Task input:

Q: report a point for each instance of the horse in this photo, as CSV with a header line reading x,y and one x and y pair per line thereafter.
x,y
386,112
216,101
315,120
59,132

Directions: Your job is to retype all of the material exactly.

Answer section:
Q: report a point for each instance of the horse in this photo, as CSV with a header line reading x,y and one x and y pair per line thereafter.
x,y
386,112
216,101
315,120
59,132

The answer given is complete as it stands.